(Registros de origem)
#####
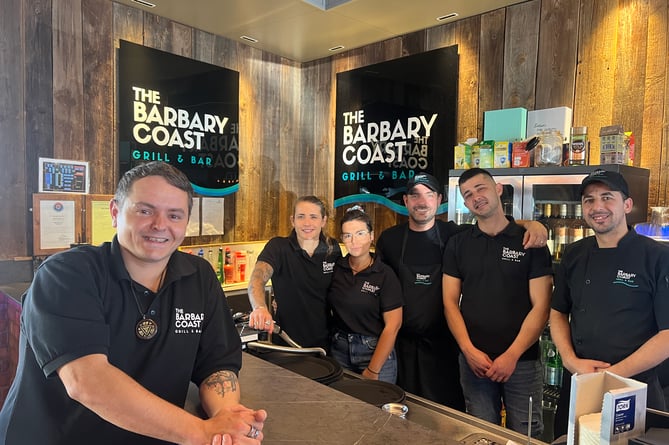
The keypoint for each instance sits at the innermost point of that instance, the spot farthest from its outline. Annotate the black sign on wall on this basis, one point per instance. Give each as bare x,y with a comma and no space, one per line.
180,111
395,119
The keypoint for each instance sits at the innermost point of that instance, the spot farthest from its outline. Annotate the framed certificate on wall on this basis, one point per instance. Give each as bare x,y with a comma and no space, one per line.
63,176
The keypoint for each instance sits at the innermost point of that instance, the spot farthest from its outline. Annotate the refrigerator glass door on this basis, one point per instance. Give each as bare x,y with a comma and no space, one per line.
539,190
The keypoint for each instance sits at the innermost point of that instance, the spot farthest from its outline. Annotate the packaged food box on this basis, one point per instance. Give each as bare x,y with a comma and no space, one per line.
462,156
509,124
520,157
486,154
558,118
502,154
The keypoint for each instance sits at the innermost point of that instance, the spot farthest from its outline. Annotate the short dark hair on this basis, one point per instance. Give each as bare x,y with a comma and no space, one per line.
171,174
469,174
356,213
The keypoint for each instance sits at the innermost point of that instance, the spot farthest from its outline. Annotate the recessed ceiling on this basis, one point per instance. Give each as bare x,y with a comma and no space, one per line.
300,31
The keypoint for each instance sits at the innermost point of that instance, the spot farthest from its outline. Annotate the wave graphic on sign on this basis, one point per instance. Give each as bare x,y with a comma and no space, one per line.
378,199
205,191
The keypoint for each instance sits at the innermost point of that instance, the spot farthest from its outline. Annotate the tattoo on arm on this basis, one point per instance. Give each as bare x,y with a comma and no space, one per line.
262,271
222,382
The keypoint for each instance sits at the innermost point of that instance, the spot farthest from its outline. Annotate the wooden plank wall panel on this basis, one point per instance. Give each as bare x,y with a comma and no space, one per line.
491,69
467,36
37,17
593,102
12,128
630,67
128,24
556,59
68,103
612,38
98,82
226,53
520,55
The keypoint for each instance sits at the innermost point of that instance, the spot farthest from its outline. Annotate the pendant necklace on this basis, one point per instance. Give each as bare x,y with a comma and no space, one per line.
146,328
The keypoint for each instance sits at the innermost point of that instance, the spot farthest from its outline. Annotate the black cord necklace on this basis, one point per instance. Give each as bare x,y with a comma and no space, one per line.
146,328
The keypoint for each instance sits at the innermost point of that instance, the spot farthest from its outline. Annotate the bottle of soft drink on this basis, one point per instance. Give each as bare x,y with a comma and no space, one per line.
219,266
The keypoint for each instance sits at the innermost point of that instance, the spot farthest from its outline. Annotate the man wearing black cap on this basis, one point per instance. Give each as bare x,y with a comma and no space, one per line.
427,353
610,307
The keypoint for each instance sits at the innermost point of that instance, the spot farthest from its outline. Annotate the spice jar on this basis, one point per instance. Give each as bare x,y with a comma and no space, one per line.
549,151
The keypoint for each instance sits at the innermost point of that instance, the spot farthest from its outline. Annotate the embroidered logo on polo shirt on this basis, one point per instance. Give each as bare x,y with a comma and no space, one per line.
423,279
512,255
328,267
625,278
369,288
188,322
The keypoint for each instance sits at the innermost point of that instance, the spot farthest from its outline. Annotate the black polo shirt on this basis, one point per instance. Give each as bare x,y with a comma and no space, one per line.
80,303
300,283
359,301
618,297
495,273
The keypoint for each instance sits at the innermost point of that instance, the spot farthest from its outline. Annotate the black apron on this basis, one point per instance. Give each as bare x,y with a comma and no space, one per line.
427,352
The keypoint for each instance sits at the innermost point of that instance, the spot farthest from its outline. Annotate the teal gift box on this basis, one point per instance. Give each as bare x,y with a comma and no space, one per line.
509,124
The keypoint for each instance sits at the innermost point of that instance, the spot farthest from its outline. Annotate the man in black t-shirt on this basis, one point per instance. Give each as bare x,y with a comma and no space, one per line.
610,307
426,351
497,298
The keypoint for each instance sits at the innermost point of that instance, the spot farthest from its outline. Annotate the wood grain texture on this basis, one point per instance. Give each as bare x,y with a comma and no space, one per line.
556,58
491,68
604,58
68,102
593,101
12,102
98,83
39,124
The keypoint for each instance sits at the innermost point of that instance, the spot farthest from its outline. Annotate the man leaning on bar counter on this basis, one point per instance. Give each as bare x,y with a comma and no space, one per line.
102,356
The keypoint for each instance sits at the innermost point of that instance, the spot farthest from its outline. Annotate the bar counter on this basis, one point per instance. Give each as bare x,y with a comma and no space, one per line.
303,411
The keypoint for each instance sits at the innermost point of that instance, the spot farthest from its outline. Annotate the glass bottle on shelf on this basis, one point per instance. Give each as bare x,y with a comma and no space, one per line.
549,222
219,266
549,150
561,233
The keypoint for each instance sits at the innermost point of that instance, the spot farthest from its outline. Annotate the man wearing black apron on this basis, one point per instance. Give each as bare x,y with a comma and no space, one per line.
427,353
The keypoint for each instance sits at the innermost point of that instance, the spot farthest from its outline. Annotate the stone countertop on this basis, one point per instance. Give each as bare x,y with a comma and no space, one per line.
302,411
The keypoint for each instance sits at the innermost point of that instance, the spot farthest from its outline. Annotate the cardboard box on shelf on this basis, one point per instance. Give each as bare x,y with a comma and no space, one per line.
462,156
558,118
621,401
502,154
509,124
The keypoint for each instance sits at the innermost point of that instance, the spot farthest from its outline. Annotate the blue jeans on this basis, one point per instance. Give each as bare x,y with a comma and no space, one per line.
483,397
354,351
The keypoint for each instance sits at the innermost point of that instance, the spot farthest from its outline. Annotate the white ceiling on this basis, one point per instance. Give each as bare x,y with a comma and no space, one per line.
302,32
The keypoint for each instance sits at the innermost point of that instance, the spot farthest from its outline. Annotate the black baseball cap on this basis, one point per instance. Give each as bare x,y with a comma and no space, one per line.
427,180
613,180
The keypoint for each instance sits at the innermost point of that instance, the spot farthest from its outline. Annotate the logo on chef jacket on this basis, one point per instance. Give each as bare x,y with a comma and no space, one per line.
188,322
423,279
625,278
511,255
369,288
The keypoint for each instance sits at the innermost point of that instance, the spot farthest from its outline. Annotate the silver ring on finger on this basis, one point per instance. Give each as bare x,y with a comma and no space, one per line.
253,432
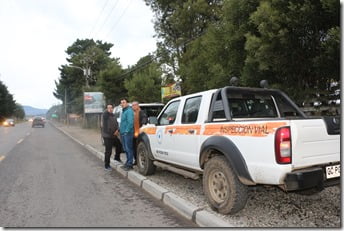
#####
Descrição da tarefa
Quais linhas do material contêm a palavra "stone"? Identifique-as e copie cada uma por inteiro.

Resultado
The keypoint for each instance sits at the innermost point of that instance, the spot farthest from its outline. Annotate the stone countertop on this basis, one point per instance. Give each as bare x,y with a comma and no space, one per line.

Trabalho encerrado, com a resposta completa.